== EXTRACTED RECORDS ==
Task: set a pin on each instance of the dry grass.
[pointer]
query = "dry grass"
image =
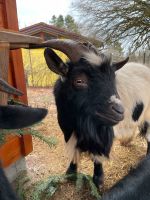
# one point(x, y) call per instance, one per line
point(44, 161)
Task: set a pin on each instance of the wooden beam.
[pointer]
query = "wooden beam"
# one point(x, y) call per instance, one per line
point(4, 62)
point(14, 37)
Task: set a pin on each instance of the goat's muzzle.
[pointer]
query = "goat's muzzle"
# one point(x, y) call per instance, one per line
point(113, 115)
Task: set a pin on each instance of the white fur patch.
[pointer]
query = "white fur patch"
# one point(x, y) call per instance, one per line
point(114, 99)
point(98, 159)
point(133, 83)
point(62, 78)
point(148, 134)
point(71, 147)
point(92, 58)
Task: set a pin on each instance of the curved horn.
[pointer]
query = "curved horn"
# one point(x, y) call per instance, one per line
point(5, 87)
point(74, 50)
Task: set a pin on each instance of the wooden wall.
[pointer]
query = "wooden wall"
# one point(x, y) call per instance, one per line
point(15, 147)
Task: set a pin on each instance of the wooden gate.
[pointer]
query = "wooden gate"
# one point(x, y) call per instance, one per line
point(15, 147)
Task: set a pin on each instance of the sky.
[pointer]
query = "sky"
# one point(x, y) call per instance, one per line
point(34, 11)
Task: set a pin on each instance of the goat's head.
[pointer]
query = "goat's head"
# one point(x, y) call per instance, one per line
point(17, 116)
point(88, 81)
===
== EXTRACTED RECORDS ==
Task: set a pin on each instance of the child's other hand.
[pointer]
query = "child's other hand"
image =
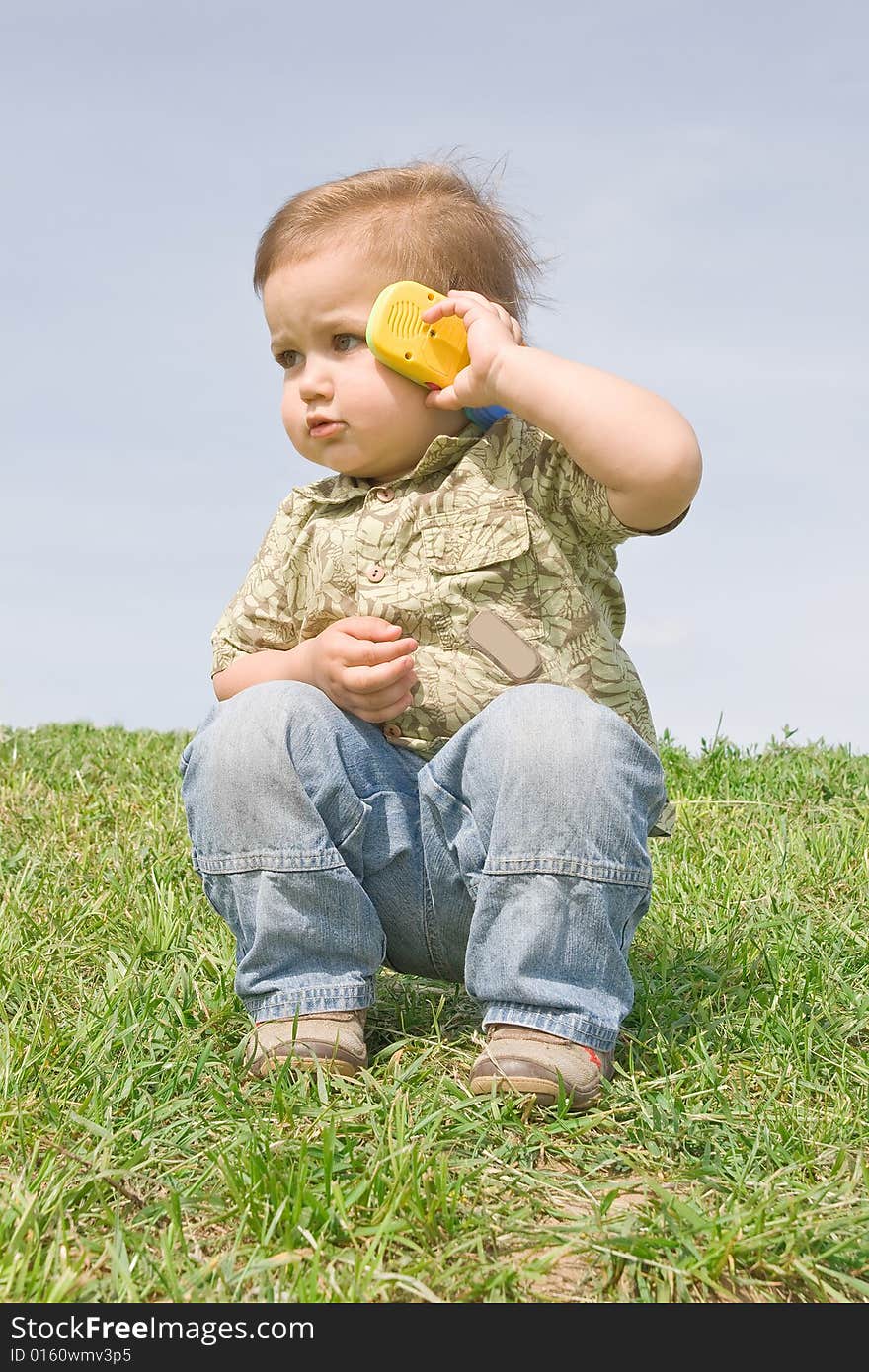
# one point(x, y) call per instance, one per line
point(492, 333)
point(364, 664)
===
## TASK BRIEF
Render the stretch from the line containing "Task: set a pin on each instance of the dry" through the line containing "point(14, 37)" as a JSON list of strings, one string per line, with blank lines dropped. Leave the pictures out of the answer.

## SOLVED EXERCISE
[
  "Task: set a pin on each instance of the dry grass.",
  "[pointer]",
  "query = \"dry grass\"",
  "image =",
  "# one point(x, y) call per instance, one per line",
  "point(44, 161)",
  "Task: set a pin on each instance of the wooden beam.",
  "[pointer]",
  "query = \"wooden beam\"",
  "# one point(x, y) call per instance, one per line",
  "point(4, 62)",
  "point(14, 37)"
]